• _Your goal_
"road" is the word to look for; say how many lines of the listing below contain it, and nothing else.

-----

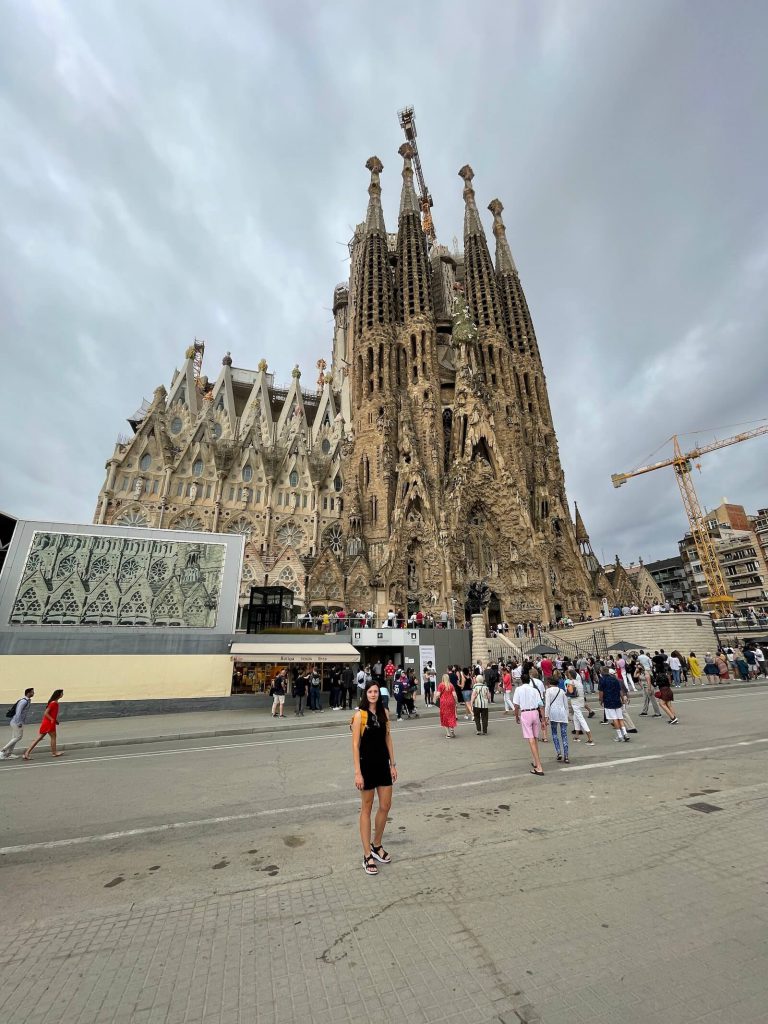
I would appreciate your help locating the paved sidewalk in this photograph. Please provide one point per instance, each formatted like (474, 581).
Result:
(89, 733)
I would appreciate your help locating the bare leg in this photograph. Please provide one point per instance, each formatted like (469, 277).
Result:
(667, 710)
(534, 743)
(366, 808)
(31, 748)
(385, 804)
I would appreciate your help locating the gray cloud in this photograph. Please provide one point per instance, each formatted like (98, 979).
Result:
(171, 171)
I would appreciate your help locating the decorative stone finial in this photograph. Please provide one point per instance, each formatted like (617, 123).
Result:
(504, 261)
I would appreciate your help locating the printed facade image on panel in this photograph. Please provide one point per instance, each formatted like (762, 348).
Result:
(81, 580)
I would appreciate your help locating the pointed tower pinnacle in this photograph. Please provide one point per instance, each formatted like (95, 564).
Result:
(375, 215)
(374, 287)
(478, 272)
(504, 261)
(414, 285)
(409, 199)
(472, 222)
(582, 535)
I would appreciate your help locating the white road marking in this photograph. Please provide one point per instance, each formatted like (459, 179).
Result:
(298, 808)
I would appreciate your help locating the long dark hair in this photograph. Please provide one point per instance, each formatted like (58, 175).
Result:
(381, 714)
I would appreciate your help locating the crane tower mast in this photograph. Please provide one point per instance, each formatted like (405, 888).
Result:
(408, 123)
(719, 599)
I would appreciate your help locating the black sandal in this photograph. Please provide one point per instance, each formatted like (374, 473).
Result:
(369, 866)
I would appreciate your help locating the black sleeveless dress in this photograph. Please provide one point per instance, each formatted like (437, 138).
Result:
(375, 755)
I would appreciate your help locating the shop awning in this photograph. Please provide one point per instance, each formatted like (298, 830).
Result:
(293, 653)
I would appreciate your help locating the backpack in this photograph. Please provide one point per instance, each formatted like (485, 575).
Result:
(364, 721)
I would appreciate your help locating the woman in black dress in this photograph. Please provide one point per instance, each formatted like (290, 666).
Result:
(375, 771)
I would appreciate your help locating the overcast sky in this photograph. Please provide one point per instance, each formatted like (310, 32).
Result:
(178, 170)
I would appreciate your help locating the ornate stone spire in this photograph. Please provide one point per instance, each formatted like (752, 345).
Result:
(409, 199)
(375, 215)
(414, 285)
(512, 298)
(582, 535)
(375, 299)
(481, 290)
(504, 261)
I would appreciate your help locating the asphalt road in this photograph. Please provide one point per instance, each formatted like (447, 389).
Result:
(113, 835)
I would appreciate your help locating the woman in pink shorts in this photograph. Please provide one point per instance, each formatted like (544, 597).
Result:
(527, 706)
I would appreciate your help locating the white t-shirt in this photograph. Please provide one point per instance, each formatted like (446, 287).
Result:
(577, 698)
(556, 705)
(527, 696)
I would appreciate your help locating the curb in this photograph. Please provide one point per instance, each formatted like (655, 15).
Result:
(269, 730)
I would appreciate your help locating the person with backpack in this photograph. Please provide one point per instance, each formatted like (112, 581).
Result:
(556, 714)
(17, 715)
(375, 773)
(578, 700)
(478, 701)
(315, 687)
(48, 726)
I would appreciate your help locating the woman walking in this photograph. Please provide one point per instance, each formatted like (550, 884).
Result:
(445, 697)
(375, 771)
(479, 701)
(278, 693)
(537, 683)
(694, 668)
(48, 726)
(466, 683)
(574, 690)
(666, 696)
(556, 715)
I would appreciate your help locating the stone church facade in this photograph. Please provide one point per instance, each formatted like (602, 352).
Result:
(424, 460)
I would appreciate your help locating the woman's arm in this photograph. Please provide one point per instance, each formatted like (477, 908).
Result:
(356, 751)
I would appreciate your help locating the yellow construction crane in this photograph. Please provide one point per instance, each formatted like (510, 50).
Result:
(719, 599)
(408, 123)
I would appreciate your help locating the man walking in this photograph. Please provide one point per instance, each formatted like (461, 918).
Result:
(17, 720)
(528, 708)
(609, 691)
(428, 678)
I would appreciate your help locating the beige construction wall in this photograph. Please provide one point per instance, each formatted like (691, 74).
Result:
(117, 677)
(672, 631)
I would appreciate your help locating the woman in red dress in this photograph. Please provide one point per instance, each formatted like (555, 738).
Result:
(445, 697)
(48, 725)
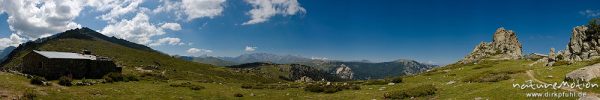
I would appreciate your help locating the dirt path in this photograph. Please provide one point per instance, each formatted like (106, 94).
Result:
(588, 96)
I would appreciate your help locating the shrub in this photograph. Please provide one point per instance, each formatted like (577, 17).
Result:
(318, 88)
(130, 77)
(36, 80)
(560, 63)
(247, 86)
(188, 85)
(355, 87)
(491, 76)
(313, 88)
(65, 81)
(29, 95)
(397, 80)
(154, 76)
(422, 90)
(238, 95)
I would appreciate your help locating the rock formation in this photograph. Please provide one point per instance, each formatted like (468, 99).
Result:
(305, 79)
(583, 45)
(505, 45)
(344, 72)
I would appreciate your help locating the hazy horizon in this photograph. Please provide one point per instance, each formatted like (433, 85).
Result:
(429, 31)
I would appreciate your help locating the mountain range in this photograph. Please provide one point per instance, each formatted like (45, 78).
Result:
(133, 58)
(362, 69)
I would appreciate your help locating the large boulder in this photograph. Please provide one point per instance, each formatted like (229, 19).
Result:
(505, 45)
(583, 45)
(344, 72)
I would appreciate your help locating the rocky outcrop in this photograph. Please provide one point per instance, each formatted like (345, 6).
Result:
(344, 72)
(586, 73)
(305, 79)
(505, 45)
(583, 45)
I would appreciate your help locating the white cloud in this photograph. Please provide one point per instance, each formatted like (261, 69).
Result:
(36, 18)
(265, 9)
(115, 8)
(171, 26)
(138, 29)
(13, 40)
(192, 9)
(198, 51)
(250, 49)
(319, 58)
(590, 13)
(168, 40)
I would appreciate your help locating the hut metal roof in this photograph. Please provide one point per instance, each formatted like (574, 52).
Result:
(64, 55)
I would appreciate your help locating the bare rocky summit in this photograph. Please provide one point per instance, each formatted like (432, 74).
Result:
(583, 45)
(585, 74)
(505, 45)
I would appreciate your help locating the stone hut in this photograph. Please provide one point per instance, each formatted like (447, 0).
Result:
(52, 65)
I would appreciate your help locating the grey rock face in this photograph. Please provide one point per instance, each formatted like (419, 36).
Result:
(582, 45)
(344, 72)
(505, 45)
(305, 79)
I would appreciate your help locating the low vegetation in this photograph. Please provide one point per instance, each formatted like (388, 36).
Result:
(188, 85)
(329, 88)
(118, 77)
(397, 80)
(376, 82)
(419, 91)
(37, 80)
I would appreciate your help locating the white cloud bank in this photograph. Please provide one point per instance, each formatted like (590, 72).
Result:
(139, 29)
(32, 19)
(198, 51)
(590, 13)
(13, 40)
(250, 49)
(38, 18)
(265, 9)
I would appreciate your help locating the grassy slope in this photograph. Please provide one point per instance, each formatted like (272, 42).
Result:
(130, 58)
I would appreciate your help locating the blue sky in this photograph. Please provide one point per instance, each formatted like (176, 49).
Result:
(432, 31)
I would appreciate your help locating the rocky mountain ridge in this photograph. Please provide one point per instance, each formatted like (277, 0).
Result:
(505, 45)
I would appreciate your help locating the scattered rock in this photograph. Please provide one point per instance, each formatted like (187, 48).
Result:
(305, 79)
(344, 72)
(451, 82)
(585, 73)
(505, 45)
(583, 45)
(391, 83)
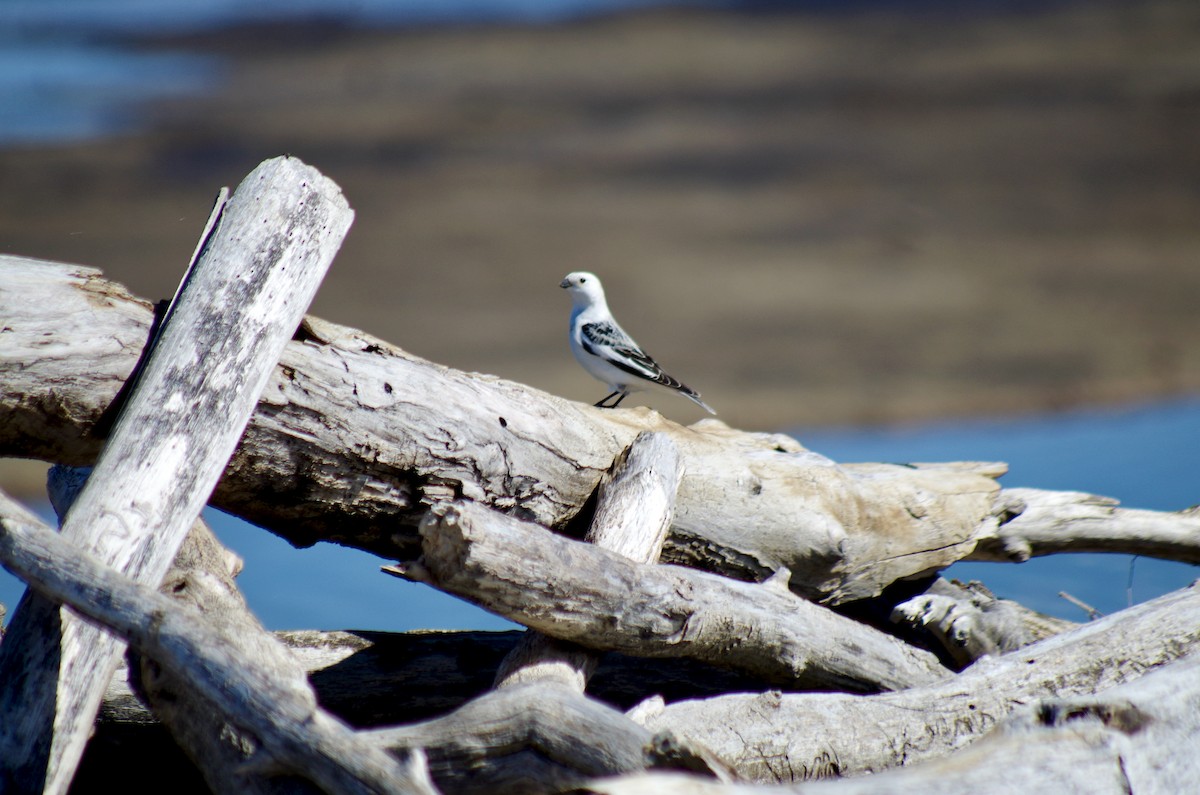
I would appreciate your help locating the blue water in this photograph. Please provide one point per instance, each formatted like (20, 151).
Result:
(1146, 456)
(71, 70)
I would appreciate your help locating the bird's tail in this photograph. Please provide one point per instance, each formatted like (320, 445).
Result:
(694, 396)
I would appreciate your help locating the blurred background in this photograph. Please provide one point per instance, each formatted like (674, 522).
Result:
(899, 231)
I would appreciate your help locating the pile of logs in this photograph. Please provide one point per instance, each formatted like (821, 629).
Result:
(707, 609)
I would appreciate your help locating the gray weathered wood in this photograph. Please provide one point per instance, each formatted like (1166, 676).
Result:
(589, 596)
(970, 622)
(1045, 522)
(783, 737)
(256, 275)
(237, 665)
(412, 434)
(634, 510)
(749, 504)
(1135, 737)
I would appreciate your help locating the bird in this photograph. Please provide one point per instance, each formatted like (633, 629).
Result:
(607, 352)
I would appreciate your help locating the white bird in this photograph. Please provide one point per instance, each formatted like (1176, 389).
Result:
(609, 353)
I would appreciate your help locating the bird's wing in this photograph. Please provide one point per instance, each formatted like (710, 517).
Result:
(610, 342)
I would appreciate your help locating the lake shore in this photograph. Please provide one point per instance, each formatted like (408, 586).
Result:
(845, 217)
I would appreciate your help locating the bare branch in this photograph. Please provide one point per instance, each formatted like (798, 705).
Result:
(241, 669)
(589, 596)
(256, 275)
(797, 736)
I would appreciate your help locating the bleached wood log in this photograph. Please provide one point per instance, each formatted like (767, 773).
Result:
(970, 622)
(411, 434)
(202, 575)
(256, 273)
(1044, 522)
(589, 596)
(1135, 737)
(244, 673)
(634, 508)
(783, 737)
(430, 674)
(358, 435)
(535, 737)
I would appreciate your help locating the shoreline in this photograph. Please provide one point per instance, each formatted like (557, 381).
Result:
(857, 219)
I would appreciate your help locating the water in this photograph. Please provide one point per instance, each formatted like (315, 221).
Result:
(72, 70)
(1146, 456)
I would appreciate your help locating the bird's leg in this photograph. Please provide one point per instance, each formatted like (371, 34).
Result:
(607, 398)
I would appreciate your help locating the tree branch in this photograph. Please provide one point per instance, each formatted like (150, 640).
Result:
(589, 596)
(256, 273)
(245, 673)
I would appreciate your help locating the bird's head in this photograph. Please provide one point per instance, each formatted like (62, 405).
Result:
(585, 288)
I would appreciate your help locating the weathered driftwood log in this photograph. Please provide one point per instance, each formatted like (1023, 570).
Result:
(354, 440)
(430, 674)
(783, 737)
(970, 622)
(589, 596)
(538, 737)
(245, 673)
(1045, 522)
(1134, 737)
(255, 274)
(634, 508)
(355, 435)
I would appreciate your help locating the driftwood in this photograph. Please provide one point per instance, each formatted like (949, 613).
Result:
(256, 270)
(780, 568)
(589, 596)
(781, 737)
(633, 515)
(243, 671)
(970, 622)
(1134, 737)
(412, 434)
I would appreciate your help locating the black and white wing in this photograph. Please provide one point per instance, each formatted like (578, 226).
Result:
(610, 342)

-----

• _The completed task_
2